Tarefa solicitada: Prossiga o texto sobre o discurso do ex-presidente a respeito da desigualdade de renda, raça e gênero, a partir da última frase apresentada.

Texto para análise:

Em relação ao Brasil, destacou a elevação da renda dos mais pobres em 66% nos últimos dez anos. “Alteramos a lógica que considerava os pobres um problema estatístico. Eles se transformaram na solução”. Destacou que, segundo o Instituto de Pesquisas Econômicas Aplicadas (IPEA), a renda média da população negra cresceu 45% no período, enquanto a da branca cresceu 21%. Como principais conquistas dessa população, elencou a edição da Lei Maria da Penha, o reconhecimento das terras quilombolas e o Estatuto da Igualdade Racial.
Preconceito
O ex-presidente, em contrapartida, foi bastante enfático ao afirmar que “ainda há um longo percurso pela frente”, quando o assunto é desigualdade de raça ou de gênero. Como exemplo, citou o que classifica como “forma desrespeitosa com que a elite vem tratando a presidenta Dilma”. “Eles estão com um preconceito com a Dilma maior do que tinham contra mim. Será por que ela é mulher? Será que eles têm esse mesmo preconceito com a mãe deles, com a mulher deles?”, provocou, arrancando mais aplausos da plateia de maioria feminina e negra.

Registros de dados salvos
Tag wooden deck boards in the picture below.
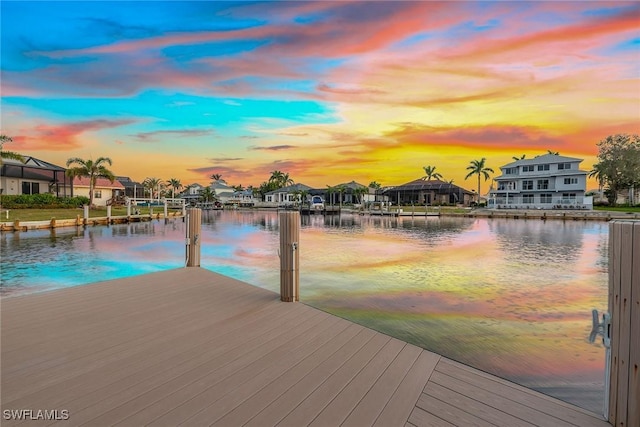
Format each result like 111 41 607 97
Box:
0 268 608 427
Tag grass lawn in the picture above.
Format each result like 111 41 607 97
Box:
0 206 181 222
593 206 640 213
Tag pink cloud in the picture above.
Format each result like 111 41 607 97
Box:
13 119 135 151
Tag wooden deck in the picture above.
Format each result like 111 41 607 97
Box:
0 268 609 427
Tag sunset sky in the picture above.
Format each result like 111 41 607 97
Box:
0 1 640 192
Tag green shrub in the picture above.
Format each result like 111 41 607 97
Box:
1 193 89 209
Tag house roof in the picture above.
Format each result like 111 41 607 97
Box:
500 154 583 168
73 176 124 190
265 184 311 194
116 176 144 188
336 181 368 190
210 179 233 191
383 178 473 194
2 156 66 171
493 169 588 181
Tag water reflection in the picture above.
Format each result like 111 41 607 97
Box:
0 211 608 411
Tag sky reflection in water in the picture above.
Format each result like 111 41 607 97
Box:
1 212 608 412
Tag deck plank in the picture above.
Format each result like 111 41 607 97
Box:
436 358 608 427
374 351 440 427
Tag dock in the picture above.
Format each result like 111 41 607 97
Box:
0 267 609 427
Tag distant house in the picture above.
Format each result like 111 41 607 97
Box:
178 183 205 204
264 184 311 206
383 178 474 206
116 176 145 199
209 179 235 196
324 181 375 204
73 176 124 206
0 157 73 197
488 154 593 209
225 190 260 207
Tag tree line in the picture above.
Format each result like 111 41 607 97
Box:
0 134 640 206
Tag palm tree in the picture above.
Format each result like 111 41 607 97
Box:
167 178 182 199
353 187 369 205
0 135 25 165
422 166 442 181
589 163 607 196
142 178 162 199
464 157 494 203
269 170 293 188
200 187 216 203
66 157 116 207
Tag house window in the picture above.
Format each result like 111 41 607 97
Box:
540 193 552 203
22 181 40 194
538 179 549 190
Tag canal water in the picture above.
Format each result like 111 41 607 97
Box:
0 211 608 413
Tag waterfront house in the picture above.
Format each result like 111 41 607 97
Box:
178 183 205 205
264 184 311 206
209 179 236 199
116 176 145 199
73 176 124 206
0 156 73 197
225 190 260 207
383 178 474 206
488 154 593 209
324 181 375 204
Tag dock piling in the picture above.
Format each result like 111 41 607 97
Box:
605 221 640 427
185 208 202 267
279 211 300 302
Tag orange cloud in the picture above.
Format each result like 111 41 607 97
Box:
13 119 135 152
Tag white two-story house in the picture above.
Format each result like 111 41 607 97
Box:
488 154 593 209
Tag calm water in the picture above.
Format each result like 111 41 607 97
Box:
1 211 608 413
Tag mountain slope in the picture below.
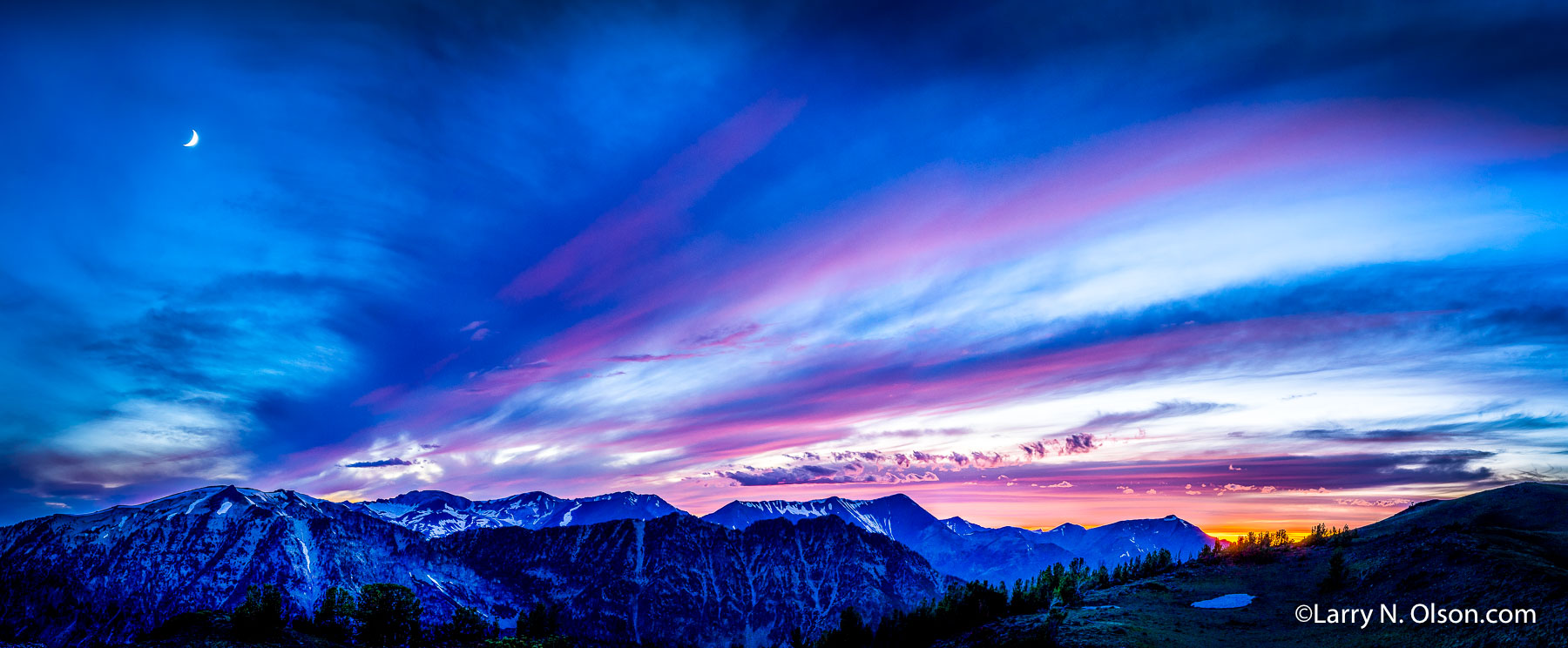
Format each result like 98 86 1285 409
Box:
937 483 1568 648
0 486 949 646
702 494 1215 582
435 515 949 645
0 486 495 644
347 491 680 538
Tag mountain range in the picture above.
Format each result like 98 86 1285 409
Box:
0 486 1213 645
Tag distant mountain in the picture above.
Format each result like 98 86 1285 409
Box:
345 491 684 538
943 516 984 535
0 486 486 645
433 515 950 645
1039 515 1215 565
702 494 1215 582
0 486 949 646
935 483 1568 648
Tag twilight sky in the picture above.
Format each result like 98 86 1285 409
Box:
0 0 1568 533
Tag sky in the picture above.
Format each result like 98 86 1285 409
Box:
0 2 1568 535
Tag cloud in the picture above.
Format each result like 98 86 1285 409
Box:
1335 497 1416 507
1292 415 1568 442
343 456 414 468
1068 400 1235 433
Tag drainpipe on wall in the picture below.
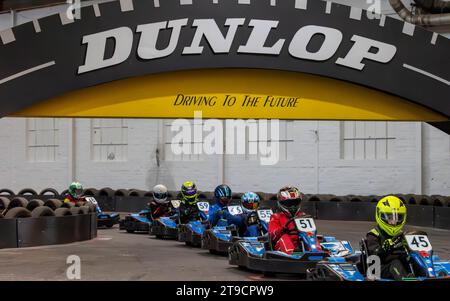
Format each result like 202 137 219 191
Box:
416 122 424 194
389 0 450 26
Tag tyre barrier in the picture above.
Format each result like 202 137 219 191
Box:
0 206 97 249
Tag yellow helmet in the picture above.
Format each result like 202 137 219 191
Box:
375 195 406 236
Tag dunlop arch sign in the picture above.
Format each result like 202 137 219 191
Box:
0 0 450 132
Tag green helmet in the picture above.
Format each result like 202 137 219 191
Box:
375 195 406 236
69 182 83 198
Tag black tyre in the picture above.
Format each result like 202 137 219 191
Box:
31 206 55 217
0 196 10 211
18 188 37 195
8 196 28 209
26 199 44 211
80 206 90 214
69 207 83 215
55 208 72 216
5 207 31 218
0 188 15 195
44 199 63 211
39 188 59 197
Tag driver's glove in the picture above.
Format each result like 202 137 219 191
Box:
383 238 395 252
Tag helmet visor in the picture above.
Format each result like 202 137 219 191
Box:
242 202 259 210
153 192 167 201
380 212 405 226
280 198 302 208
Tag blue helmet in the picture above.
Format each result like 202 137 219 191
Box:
214 185 232 206
241 192 260 211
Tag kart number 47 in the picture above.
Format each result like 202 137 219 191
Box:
197 202 209 213
295 217 316 232
405 235 433 252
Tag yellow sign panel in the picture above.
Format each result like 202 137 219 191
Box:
13 69 448 122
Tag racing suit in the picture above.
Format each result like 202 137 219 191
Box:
239 210 261 237
208 202 243 227
366 227 410 280
148 201 172 219
269 211 304 255
178 202 208 224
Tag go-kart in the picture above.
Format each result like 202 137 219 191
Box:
84 197 120 228
178 202 209 247
119 209 152 233
307 231 450 281
228 216 360 275
202 205 273 254
150 200 180 240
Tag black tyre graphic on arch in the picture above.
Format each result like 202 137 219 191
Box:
5 207 31 218
26 199 44 211
8 196 28 209
55 208 72 216
31 206 55 217
44 199 63 210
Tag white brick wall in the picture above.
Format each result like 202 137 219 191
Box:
0 118 450 195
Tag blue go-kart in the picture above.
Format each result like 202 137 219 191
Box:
202 205 273 255
307 231 450 281
228 216 360 275
84 197 120 228
178 201 209 247
119 209 152 233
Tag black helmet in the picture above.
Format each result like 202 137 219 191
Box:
277 186 303 216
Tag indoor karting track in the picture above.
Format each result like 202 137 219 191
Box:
0 220 450 280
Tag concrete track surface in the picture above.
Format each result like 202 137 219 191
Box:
0 220 450 281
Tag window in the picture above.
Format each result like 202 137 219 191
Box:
163 119 207 161
341 121 395 160
27 118 59 162
91 119 128 162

Resultado da tarefa:
Lula reafirmou que o governo Dilma é a continuidade do seu projeto popular e democrático, e defendeu a agenda proposta pela presidenta após o início das manifestações: reforma política, plebiscito e, com muita ênfase, a contratação de médicos estrangeiros. “Todo mundo sabe que é preciso melhorar a saúde no Brasil. E que, para diminuir os impostos dos ricos, a oposição tirou os R$ 350 bilhões que iriam para a saúde nos últimos dez anos, via CPMF. Mas o plano de saúde dos ricos é descontado no imposto de renda. Então, quem paga é o Brasil. E se nós pagamos a saúde dos ricos, temos que pelo menos melhorar a dos pobres”, provocou.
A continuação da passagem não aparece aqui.